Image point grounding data
· · ·

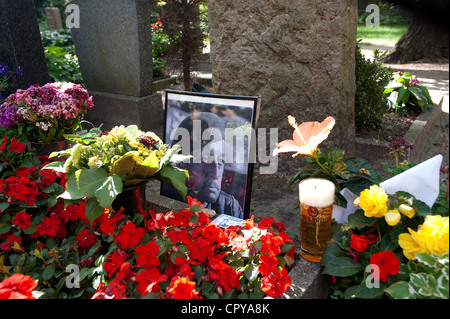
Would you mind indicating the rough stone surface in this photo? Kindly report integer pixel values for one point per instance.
(20, 43)
(114, 49)
(116, 109)
(114, 45)
(297, 55)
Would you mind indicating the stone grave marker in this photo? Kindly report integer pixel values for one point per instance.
(114, 49)
(20, 43)
(298, 55)
(53, 16)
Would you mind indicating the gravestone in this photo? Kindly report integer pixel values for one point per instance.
(53, 16)
(21, 44)
(114, 49)
(298, 56)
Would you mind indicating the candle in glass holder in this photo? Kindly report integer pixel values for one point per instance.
(316, 210)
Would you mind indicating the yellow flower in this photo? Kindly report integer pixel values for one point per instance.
(407, 210)
(411, 244)
(431, 238)
(392, 217)
(373, 201)
(435, 232)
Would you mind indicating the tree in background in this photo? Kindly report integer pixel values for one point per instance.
(181, 20)
(427, 36)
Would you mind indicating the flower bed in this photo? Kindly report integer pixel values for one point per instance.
(46, 113)
(49, 249)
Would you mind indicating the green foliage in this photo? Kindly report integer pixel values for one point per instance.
(405, 89)
(428, 279)
(60, 38)
(62, 66)
(9, 161)
(371, 79)
(352, 173)
(425, 277)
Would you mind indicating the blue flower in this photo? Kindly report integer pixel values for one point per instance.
(19, 70)
(3, 68)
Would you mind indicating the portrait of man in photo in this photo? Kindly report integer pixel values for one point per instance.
(200, 124)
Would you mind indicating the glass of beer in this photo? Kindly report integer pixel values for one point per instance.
(316, 210)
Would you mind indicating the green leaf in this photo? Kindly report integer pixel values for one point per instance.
(342, 267)
(132, 129)
(176, 176)
(84, 183)
(107, 192)
(426, 259)
(48, 272)
(403, 96)
(93, 209)
(358, 220)
(399, 290)
(251, 272)
(370, 293)
(3, 206)
(419, 280)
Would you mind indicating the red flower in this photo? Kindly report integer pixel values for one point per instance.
(271, 244)
(148, 281)
(268, 265)
(182, 288)
(147, 255)
(48, 177)
(49, 227)
(276, 284)
(18, 286)
(213, 233)
(86, 239)
(387, 263)
(240, 243)
(200, 250)
(22, 219)
(5, 141)
(109, 224)
(359, 243)
(249, 223)
(129, 236)
(114, 261)
(9, 243)
(16, 146)
(265, 223)
(223, 274)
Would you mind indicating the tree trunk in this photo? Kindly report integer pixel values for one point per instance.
(185, 46)
(426, 40)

· · ·

Exercise description: The answer consists solely of the lines from the one containing "Would you mind indicating the red" through the last line of the data above, reproduced exactly.

Response area:
Would you mind indicating the red flower in this photo? Kindly report integer pixel values for one point per instance.
(271, 244)
(148, 281)
(268, 265)
(182, 288)
(147, 255)
(48, 177)
(49, 227)
(276, 284)
(18, 286)
(213, 233)
(86, 239)
(387, 263)
(240, 243)
(200, 250)
(22, 219)
(5, 141)
(109, 224)
(359, 243)
(249, 223)
(129, 236)
(114, 261)
(9, 243)
(16, 146)
(265, 223)
(223, 274)
Would you mind indicating the tree trunk in this photo? Kindly report integer pixel values for one point per instance.
(185, 46)
(426, 40)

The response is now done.